» Task brief
Down to the last line, repeat the records exactly.

» Material shown
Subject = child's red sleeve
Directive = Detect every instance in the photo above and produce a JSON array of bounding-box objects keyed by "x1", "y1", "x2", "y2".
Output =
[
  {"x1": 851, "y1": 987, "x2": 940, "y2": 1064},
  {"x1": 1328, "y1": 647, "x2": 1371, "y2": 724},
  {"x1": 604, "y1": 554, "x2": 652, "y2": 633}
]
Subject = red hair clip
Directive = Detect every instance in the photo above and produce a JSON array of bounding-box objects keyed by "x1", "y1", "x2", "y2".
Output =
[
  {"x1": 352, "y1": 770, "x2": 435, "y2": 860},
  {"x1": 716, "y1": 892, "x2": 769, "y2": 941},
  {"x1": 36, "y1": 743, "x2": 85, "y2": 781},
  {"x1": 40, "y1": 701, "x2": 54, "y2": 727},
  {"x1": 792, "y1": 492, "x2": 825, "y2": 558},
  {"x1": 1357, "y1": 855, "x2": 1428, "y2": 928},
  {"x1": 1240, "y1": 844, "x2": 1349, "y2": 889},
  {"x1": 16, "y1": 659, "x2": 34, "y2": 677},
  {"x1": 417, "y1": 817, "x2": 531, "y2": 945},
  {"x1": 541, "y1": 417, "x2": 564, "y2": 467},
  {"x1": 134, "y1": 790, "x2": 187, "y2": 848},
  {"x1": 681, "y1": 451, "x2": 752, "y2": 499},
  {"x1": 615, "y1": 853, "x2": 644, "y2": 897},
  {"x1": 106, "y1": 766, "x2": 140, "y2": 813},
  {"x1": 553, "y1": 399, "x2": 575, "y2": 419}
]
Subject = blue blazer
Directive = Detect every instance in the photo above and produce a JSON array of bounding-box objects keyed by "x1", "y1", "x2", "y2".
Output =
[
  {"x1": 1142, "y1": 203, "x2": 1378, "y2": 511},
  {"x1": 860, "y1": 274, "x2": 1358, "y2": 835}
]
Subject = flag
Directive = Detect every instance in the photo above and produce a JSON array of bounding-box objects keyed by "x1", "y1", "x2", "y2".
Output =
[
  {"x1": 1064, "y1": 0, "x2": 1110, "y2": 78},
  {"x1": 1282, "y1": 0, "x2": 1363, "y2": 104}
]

» Solution to this exercise
Subject = child's red sleeve
Directive = Detect every instance in the photo above and produce a JSON array of bounding-box objects keyed by "x1", "y1", "x2", "y2".
Output =
[
  {"x1": 851, "y1": 987, "x2": 940, "y2": 1064},
  {"x1": 1328, "y1": 647, "x2": 1371, "y2": 724},
  {"x1": 604, "y1": 554, "x2": 652, "y2": 633}
]
Subject = red hair clip
Directive = Detect every instance in the photo above and produce a JSON array of bounding-box objects keyed by "x1", "y1", "x2", "y2".
Output =
[
  {"x1": 352, "y1": 770, "x2": 435, "y2": 860},
  {"x1": 716, "y1": 892, "x2": 769, "y2": 941},
  {"x1": 36, "y1": 743, "x2": 85, "y2": 781},
  {"x1": 40, "y1": 701, "x2": 54, "y2": 727},
  {"x1": 792, "y1": 492, "x2": 825, "y2": 558},
  {"x1": 1357, "y1": 855, "x2": 1428, "y2": 928},
  {"x1": 1240, "y1": 844, "x2": 1349, "y2": 889},
  {"x1": 16, "y1": 659, "x2": 34, "y2": 677},
  {"x1": 417, "y1": 817, "x2": 531, "y2": 945},
  {"x1": 541, "y1": 417, "x2": 564, "y2": 467},
  {"x1": 134, "y1": 790, "x2": 187, "y2": 848},
  {"x1": 681, "y1": 451, "x2": 752, "y2": 499},
  {"x1": 615, "y1": 853, "x2": 644, "y2": 897},
  {"x1": 106, "y1": 766, "x2": 140, "y2": 813},
  {"x1": 553, "y1": 399, "x2": 575, "y2": 419}
]
Subject = blue blazer
Directive = Detect every instance in the photo above and produce a JSON array of bounding-box objects keyed by "x1", "y1", "x2", "y2".
Output =
[
  {"x1": 1142, "y1": 203, "x2": 1378, "y2": 511},
  {"x1": 860, "y1": 274, "x2": 1358, "y2": 835}
]
Subject = flag
Directive = Detect every instance in the photo above and produce a JSON array of bounding-box objects keyed by "x1", "y1", "x2", "y2".
Output =
[
  {"x1": 1064, "y1": 0, "x2": 1110, "y2": 78},
  {"x1": 1282, "y1": 0, "x2": 1363, "y2": 104}
]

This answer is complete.